Requirement. Count the lines in the listing below that contain the string "hand". Reply with only the number.

Excerpts from annotation records.
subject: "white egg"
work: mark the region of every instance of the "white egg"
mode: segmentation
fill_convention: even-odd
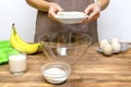
[[[111,46],[112,46],[112,49],[114,49],[114,51],[115,51],[116,53],[119,52],[120,49],[121,49],[121,46],[120,46],[120,44],[119,44],[118,41],[111,42]]]
[[[106,44],[103,51],[105,55],[111,55],[114,50],[110,44]]]
[[[116,37],[116,38],[112,38],[112,39],[111,39],[111,44],[112,44],[114,41],[120,42],[120,39]]]
[[[108,40],[107,39],[103,39],[100,41],[100,44],[99,44],[100,49],[104,49],[107,44],[109,44]]]

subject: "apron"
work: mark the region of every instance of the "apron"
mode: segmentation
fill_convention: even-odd
[[[58,3],[63,11],[84,11],[84,9],[94,2],[94,0],[47,0],[49,2]],[[43,34],[52,34],[59,32],[72,32],[84,33],[92,37],[93,42],[98,41],[97,37],[97,22],[91,22],[88,24],[62,24],[52,21],[48,17],[47,12],[38,11],[36,20],[35,41],[38,41],[38,37]]]

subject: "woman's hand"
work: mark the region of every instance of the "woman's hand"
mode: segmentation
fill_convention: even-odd
[[[48,16],[55,20],[55,15],[60,11],[62,11],[61,7],[57,3],[51,2],[49,5]]]
[[[100,16],[100,5],[98,3],[90,4],[85,10],[84,13],[88,15],[88,17],[83,21],[83,23],[90,23],[92,21],[97,20]]]

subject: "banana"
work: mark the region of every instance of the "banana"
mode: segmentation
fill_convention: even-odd
[[[10,41],[13,48],[15,48],[20,52],[25,52],[27,54],[33,54],[37,52],[39,49],[40,44],[28,44],[24,41],[17,34],[14,24],[12,24],[12,34],[10,37]]]

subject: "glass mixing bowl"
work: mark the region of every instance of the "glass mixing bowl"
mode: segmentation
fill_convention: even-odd
[[[39,36],[41,50],[49,61],[75,64],[87,51],[92,38],[81,33],[53,33]]]

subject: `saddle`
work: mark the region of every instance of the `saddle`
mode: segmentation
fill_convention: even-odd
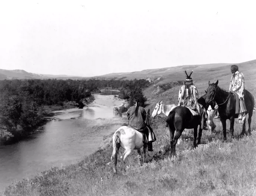
[[[239,114],[240,113],[240,99],[239,98],[238,94],[236,92],[233,91],[230,91],[230,93],[233,94],[236,96],[236,114]],[[246,106],[245,105],[245,109],[246,110]]]
[[[148,143],[148,138],[147,138],[146,135],[145,133],[144,132],[144,130],[142,131],[141,129],[136,129],[134,127],[131,126],[131,125],[129,125],[129,126],[131,128],[132,128],[134,129],[137,131],[142,134],[142,135],[143,136],[143,143]],[[148,129],[149,129],[147,126],[147,128]]]
[[[185,106],[186,108],[188,108],[189,109],[189,111],[190,111],[190,112],[191,112],[191,114],[192,114],[192,115],[193,116],[197,116],[197,115],[199,115],[199,114],[198,113],[198,112],[195,111],[195,110],[194,110],[192,109],[191,108],[189,108],[188,106]]]

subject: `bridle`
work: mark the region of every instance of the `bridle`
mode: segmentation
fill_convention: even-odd
[[[160,105],[161,104],[162,104],[162,103],[157,103],[156,104],[156,106],[157,106],[157,107],[158,107],[158,108],[157,109],[157,112],[157,112],[157,115],[155,115],[155,117],[154,118],[153,118],[153,119],[155,119],[155,118],[156,118],[157,117],[159,117],[159,116],[158,116],[158,111],[160,109]]]

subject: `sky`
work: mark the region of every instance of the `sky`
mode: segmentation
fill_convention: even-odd
[[[256,59],[253,1],[0,3],[0,68],[93,76]]]

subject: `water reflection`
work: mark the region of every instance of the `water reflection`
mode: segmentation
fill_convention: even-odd
[[[89,107],[59,112],[32,139],[0,146],[0,191],[12,182],[53,166],[75,163],[97,150],[103,137],[120,126],[120,119],[111,118],[113,106],[122,101],[113,97],[97,95]]]

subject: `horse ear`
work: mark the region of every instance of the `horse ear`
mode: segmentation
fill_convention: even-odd
[[[216,87],[218,86],[218,84],[219,83],[219,80],[217,80],[217,82],[215,82],[215,83],[214,84],[214,85],[215,85],[215,87]]]

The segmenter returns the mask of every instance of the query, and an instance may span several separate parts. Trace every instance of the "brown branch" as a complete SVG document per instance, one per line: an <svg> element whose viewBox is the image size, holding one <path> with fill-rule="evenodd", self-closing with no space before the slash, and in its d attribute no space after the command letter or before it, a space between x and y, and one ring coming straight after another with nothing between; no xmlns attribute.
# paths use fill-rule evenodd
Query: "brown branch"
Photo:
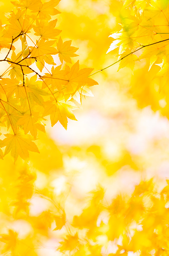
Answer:
<svg viewBox="0 0 169 256"><path fill-rule="evenodd" d="M102 69L100 69L99 70L96 71L94 73L93 73L92 74L90 74L90 75L88 75L88 77L89 77L90 76L91 76L92 75L93 75L94 74L97 74L98 73L100 72L101 72L102 71L103 71L103 70L104 70L105 69L106 69L108 67L110 67L112 66L113 65L114 65L115 64L119 62L120 61L122 60L124 58L126 58L128 56L129 56L129 55L130 55L131 54L132 54L132 53L134 53L134 52L136 52L138 51L139 51L139 50L141 50L142 49L144 48L145 48L145 47L147 47L148 46L150 46L153 45L154 44L158 44L159 43L162 43L162 42L165 42L166 41L168 41L168 40L169 40L169 38L168 38L167 39L164 39L164 40L158 41L158 42L156 42L156 43L152 43L152 44L147 44L146 45L142 45L141 47L139 48L137 50L136 50L135 51L134 51L132 52L132 51L131 52L128 53L128 54L127 54L126 55L124 56L124 57L122 57L122 58L118 60L117 60L115 62L113 63L112 64L111 64L111 65L110 65L109 66L108 66L107 67L104 67L104 68L102 68Z"/></svg>

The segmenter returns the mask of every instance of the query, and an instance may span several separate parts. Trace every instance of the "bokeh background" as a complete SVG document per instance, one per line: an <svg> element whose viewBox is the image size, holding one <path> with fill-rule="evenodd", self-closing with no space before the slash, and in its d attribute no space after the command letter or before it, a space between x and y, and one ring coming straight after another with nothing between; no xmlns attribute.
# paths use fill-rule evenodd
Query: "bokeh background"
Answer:
<svg viewBox="0 0 169 256"><path fill-rule="evenodd" d="M79 59L81 68L92 67L94 72L116 60L117 52L106 53L112 42L109 35L120 29L122 4L116 0L61 1L58 28L62 30L63 39L72 40L72 45L79 48L74 61ZM10 5L0 2L0 13L10 11ZM134 75L128 67L118 71L118 66L94 75L99 85L91 89L92 97L82 99L82 106L78 104L74 111L78 121L69 120L66 131L59 123L52 128L49 124L46 134L40 133L36 143L40 154L30 154L28 163L20 159L14 164L10 156L0 160L0 231L12 229L24 241L16 255L62 255L57 248L68 234L74 236L78 232L84 241L86 232L76 229L80 222L90 230L88 237L92 243L88 241L83 252L74 252L76 245L72 245L72 250L65 249L64 254L116 252L124 233L119 225L124 218L122 215L116 231L110 234L104 226L108 221L105 207L118 195L130 200L136 186L152 178L158 192L166 185L169 123L162 92L152 81L153 70L146 72L145 60L136 64ZM27 204L18 199L22 193ZM94 212L92 200L98 204L102 200L104 209ZM140 210L136 204L135 208L128 206L128 211L137 207ZM84 209L88 210L81 219L74 219ZM64 213L66 225L62 227ZM59 221L54 215L60 216ZM111 225L114 227L115 222ZM53 231L60 224L61 228ZM0 242L3 250L4 243ZM72 249L68 242L65 246ZM131 250L126 255L134 254Z"/></svg>

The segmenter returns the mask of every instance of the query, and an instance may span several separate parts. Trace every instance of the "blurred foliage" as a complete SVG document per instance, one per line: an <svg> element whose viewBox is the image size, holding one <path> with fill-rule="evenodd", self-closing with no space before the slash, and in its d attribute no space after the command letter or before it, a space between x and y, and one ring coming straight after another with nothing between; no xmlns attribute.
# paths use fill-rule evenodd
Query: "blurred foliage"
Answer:
<svg viewBox="0 0 169 256"><path fill-rule="evenodd" d="M0 13L11 11L3 5ZM168 1L62 0L58 10L63 41L96 72L139 44L167 39L157 33L168 33ZM106 54L112 37L117 47ZM93 75L99 86L82 98L79 121L67 131L47 123L36 141L40 154L0 159L1 254L168 254L168 46L161 46Z"/></svg>

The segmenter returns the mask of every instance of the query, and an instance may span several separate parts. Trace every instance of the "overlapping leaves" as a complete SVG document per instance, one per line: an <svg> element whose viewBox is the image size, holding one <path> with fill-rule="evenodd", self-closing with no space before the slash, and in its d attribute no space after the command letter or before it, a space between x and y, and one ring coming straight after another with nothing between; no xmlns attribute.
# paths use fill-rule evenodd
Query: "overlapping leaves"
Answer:
<svg viewBox="0 0 169 256"><path fill-rule="evenodd" d="M63 42L56 28L58 20L52 17L60 13L59 2L12 2L16 8L0 26L0 50L8 48L0 62L8 65L0 74L0 125L13 132L6 135L0 147L6 147L4 155L11 151L14 161L18 155L28 159L29 150L38 152L32 140L38 130L45 131L44 117L50 115L52 126L59 121L66 129L68 118L76 120L72 112L78 108L74 100L81 103L82 95L86 95L84 87L90 92L89 87L98 84L88 77L92 69L80 69L78 61L65 65L78 56L78 48L71 46L71 40Z"/></svg>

Full output. 2